Entries shown Start Marker

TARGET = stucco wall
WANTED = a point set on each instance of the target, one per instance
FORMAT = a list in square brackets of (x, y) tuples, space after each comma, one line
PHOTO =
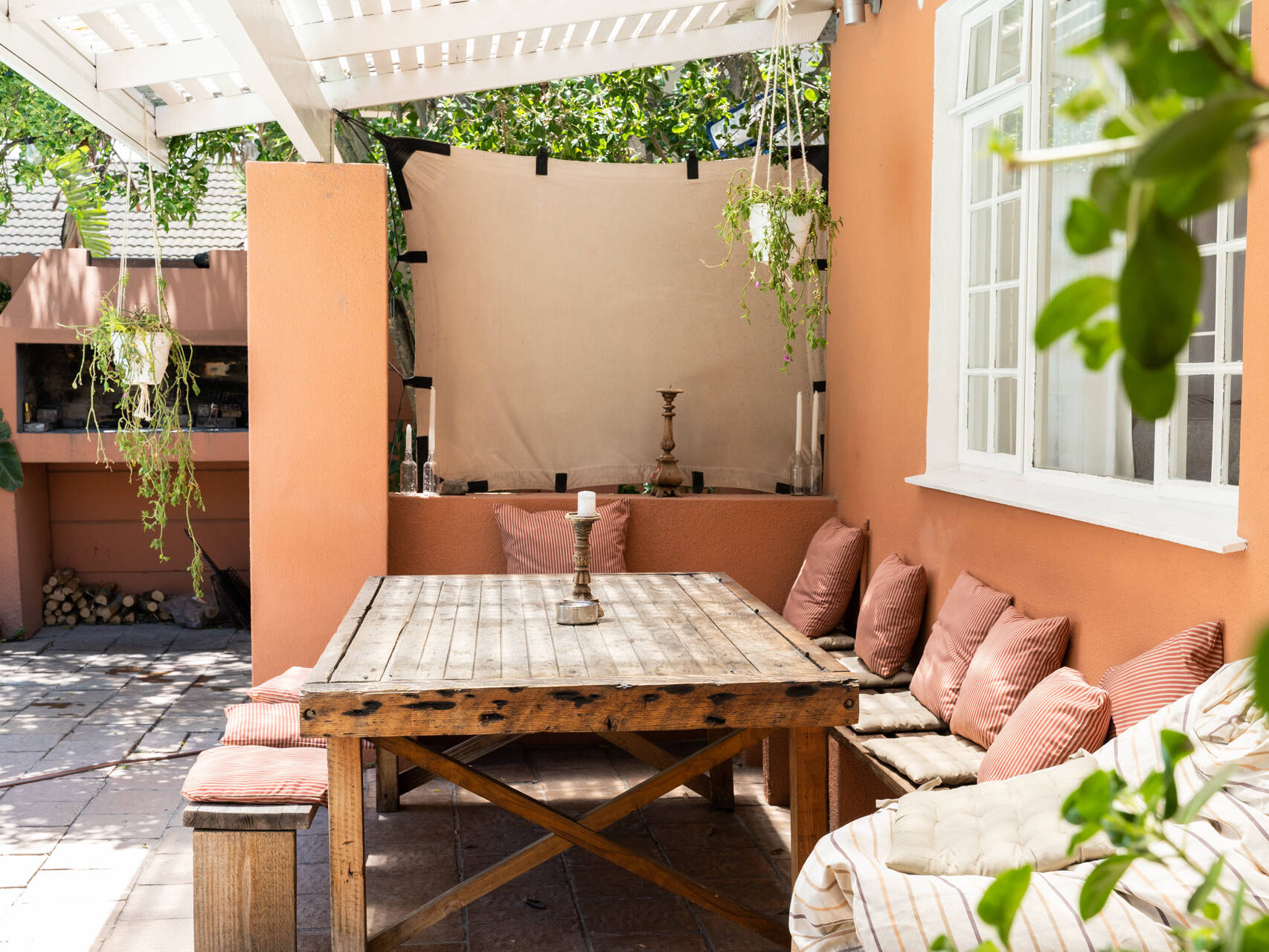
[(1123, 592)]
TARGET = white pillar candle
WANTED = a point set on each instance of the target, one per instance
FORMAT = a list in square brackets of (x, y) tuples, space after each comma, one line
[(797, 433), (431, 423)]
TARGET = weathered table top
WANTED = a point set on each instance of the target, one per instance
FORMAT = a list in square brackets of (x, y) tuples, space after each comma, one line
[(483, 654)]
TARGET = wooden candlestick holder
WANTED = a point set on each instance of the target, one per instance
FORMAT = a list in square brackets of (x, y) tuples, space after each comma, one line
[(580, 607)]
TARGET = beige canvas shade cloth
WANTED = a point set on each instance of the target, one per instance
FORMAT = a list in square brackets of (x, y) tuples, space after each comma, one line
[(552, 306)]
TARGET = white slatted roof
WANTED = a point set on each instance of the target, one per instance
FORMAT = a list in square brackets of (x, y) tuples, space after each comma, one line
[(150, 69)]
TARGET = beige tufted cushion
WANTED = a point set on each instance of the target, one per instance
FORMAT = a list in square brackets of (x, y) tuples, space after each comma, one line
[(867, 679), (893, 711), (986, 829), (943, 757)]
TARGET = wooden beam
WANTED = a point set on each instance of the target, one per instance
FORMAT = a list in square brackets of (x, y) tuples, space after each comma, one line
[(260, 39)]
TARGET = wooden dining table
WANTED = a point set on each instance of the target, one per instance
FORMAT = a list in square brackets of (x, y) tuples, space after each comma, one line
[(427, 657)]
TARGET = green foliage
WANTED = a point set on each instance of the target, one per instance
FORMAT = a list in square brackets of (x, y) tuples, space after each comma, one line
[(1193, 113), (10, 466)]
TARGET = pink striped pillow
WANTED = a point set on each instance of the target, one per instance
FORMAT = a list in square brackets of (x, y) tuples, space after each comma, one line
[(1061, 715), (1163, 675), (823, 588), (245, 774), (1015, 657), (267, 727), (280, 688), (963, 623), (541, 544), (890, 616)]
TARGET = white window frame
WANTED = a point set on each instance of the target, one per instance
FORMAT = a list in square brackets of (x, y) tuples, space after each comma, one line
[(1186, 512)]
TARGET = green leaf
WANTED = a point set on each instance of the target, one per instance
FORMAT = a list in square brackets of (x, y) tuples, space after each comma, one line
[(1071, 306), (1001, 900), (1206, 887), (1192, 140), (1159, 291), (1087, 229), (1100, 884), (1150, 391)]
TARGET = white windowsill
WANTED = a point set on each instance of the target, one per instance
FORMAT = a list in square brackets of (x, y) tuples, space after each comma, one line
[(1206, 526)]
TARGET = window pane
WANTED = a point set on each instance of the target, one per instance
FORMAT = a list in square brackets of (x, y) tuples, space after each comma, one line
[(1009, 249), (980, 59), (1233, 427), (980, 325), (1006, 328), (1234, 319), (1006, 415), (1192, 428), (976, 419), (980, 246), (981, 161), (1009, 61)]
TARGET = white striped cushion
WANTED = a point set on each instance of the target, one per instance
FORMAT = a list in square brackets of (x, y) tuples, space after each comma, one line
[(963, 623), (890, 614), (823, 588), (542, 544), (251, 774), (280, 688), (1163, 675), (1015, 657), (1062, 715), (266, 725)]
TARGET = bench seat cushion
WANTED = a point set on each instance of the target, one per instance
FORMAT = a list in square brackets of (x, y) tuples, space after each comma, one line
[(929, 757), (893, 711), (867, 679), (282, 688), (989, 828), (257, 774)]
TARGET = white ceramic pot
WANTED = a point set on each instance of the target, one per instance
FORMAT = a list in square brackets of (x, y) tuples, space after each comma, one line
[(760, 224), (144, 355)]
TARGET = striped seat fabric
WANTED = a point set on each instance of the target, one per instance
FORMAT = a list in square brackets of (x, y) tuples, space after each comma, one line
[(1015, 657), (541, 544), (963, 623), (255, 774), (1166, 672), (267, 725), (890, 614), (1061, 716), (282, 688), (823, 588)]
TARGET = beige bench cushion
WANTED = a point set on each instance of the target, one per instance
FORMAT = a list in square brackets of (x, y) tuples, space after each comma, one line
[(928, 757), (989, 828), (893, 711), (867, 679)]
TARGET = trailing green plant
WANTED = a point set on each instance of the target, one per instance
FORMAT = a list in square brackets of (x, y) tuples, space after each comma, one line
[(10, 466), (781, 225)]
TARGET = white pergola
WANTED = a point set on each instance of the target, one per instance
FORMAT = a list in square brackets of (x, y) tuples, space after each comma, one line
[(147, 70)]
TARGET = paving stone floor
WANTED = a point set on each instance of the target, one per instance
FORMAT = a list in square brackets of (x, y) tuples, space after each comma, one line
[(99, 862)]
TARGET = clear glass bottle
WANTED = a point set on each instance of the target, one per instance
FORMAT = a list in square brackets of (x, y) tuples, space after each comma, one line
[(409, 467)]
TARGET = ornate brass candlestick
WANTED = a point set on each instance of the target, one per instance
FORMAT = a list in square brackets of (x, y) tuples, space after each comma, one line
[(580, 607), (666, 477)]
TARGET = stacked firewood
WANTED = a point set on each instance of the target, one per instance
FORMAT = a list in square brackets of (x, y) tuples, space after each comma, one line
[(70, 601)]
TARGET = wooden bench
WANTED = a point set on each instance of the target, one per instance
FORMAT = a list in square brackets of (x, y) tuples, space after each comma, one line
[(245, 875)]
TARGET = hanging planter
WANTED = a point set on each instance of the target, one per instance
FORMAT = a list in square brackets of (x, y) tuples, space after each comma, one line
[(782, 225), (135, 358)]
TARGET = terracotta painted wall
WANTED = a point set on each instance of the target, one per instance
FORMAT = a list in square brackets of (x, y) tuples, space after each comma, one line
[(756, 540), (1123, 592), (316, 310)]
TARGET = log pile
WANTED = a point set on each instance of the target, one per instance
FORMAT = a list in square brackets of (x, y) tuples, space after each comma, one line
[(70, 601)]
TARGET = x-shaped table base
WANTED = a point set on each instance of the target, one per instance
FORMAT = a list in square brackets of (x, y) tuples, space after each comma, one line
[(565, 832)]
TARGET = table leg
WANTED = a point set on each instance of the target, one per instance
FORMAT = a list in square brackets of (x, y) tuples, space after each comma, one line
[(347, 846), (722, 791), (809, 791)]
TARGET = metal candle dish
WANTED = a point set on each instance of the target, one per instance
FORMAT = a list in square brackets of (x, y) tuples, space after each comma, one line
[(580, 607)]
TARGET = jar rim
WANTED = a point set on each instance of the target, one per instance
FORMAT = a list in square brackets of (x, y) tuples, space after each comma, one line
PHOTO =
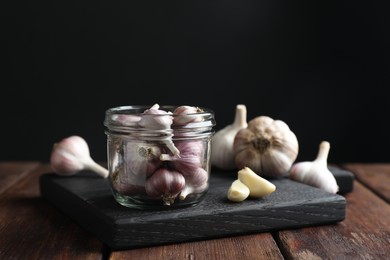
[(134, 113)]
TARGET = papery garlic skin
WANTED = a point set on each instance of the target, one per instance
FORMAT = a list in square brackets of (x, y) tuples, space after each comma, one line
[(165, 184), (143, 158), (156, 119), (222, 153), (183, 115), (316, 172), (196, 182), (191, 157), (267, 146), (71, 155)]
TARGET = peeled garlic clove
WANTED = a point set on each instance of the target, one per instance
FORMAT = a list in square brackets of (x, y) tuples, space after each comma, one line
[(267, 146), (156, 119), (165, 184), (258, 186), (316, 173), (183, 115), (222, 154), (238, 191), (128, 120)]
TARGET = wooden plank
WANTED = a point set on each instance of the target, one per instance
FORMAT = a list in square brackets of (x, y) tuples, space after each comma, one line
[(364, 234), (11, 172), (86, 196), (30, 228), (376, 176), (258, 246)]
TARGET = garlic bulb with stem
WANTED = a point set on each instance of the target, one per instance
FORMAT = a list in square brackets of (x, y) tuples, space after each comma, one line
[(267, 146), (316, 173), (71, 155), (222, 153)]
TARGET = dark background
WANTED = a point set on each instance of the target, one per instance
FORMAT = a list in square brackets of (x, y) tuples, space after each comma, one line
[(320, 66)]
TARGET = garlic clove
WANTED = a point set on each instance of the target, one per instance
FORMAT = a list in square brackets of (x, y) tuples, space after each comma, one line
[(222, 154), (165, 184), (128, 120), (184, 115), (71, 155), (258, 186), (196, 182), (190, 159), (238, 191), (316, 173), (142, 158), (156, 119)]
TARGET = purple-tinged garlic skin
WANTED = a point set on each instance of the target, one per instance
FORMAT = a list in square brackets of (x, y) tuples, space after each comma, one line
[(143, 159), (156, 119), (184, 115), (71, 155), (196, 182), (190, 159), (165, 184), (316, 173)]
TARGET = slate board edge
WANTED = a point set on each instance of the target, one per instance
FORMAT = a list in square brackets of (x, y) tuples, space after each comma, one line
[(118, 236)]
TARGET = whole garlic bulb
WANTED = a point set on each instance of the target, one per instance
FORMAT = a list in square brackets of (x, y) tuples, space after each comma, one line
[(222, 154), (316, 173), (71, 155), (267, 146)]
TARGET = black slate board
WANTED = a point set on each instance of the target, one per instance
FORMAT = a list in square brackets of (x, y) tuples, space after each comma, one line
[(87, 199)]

Entries shown End Marker

Problem to work on. Examine the entries and say how many of their lines hold the word "table". No other words should accompany the number.

Response. 4